+++ Dataset excerpts

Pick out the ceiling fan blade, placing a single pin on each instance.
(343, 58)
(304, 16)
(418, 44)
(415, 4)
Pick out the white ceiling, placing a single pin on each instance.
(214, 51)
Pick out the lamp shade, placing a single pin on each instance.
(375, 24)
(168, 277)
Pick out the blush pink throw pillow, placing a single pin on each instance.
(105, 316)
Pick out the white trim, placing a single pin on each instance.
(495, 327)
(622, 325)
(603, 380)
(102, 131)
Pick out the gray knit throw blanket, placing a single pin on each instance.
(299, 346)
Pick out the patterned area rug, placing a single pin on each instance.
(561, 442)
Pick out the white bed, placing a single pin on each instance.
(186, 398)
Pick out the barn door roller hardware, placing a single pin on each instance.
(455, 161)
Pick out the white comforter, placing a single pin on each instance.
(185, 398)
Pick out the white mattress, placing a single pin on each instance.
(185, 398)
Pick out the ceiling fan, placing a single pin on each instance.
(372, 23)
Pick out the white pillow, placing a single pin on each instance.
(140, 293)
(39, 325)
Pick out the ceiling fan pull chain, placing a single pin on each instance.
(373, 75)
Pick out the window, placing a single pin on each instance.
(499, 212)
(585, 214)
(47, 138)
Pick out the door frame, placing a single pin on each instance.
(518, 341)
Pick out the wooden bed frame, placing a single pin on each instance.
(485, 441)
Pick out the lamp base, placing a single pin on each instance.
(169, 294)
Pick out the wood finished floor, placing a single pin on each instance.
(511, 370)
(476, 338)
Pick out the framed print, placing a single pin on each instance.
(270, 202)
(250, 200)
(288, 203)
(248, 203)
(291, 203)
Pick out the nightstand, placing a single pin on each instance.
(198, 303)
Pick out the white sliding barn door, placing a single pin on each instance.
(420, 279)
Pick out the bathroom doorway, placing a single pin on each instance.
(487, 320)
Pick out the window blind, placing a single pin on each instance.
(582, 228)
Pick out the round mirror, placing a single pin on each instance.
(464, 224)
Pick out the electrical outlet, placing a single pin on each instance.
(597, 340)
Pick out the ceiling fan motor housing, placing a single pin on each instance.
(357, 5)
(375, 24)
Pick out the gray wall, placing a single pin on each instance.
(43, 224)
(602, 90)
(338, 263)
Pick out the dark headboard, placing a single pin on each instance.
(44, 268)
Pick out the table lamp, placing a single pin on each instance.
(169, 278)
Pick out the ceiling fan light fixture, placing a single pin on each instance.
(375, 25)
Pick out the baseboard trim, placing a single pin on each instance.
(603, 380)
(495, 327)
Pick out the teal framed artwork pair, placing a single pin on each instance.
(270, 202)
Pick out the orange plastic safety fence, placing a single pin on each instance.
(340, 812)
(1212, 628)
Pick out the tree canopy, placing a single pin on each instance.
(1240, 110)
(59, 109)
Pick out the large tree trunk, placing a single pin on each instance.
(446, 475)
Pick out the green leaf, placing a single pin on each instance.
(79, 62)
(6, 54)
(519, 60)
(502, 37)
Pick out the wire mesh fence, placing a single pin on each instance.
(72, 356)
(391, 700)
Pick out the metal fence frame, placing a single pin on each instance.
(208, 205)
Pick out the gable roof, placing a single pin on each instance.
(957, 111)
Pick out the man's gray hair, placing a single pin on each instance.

++++++

# Instructions to follow
Begin at the line of the listing that contains "Pick out the metal" and stop after the final line of the listing. Write out those lines again, requests included, with 146 added to every number in the pin coordinates.

# Output
Pick out the metal fence frame, placing a single pin on each instance.
(354, 351)
Pick out the gable roof, placing a single pin on each instance.
(1103, 257)
Pick out the man's gray hair, placing a single pin on each instance.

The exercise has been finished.